═════ RECORDS SHOWN

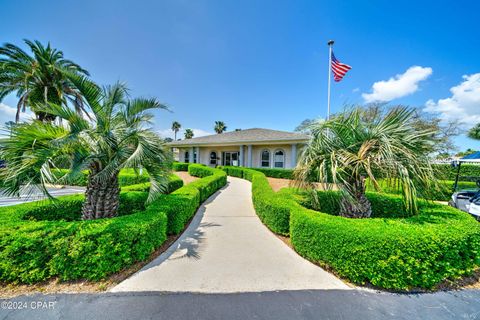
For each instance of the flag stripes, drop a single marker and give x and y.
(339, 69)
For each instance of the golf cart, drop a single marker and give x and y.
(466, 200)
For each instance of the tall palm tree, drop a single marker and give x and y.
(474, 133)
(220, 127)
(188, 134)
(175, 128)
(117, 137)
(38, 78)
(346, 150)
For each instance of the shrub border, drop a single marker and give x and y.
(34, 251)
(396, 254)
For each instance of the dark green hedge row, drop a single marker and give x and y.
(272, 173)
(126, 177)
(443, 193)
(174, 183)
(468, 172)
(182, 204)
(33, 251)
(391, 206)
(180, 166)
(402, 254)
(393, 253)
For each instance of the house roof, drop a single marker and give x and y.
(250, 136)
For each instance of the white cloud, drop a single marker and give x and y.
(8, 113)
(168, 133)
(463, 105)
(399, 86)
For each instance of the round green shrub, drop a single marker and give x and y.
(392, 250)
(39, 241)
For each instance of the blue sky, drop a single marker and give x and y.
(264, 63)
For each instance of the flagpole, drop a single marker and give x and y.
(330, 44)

══════════
═════ RECORDS SHOWN

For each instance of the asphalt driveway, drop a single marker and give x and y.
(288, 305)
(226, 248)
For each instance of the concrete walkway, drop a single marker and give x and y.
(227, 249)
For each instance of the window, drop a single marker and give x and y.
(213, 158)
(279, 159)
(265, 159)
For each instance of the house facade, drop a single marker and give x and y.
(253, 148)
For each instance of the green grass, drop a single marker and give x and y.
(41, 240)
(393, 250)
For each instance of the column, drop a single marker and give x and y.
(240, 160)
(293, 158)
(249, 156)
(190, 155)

══════════

» BRIEF
Gather every line of the material above that contains the word "shrub" and copy each one out. Case counts.

» RESULT FOR THIS TASK
For each instance of the shrub border, drop a single marker and give x and y.
For each instance of the round green shrub, drop a single marker and give x and y.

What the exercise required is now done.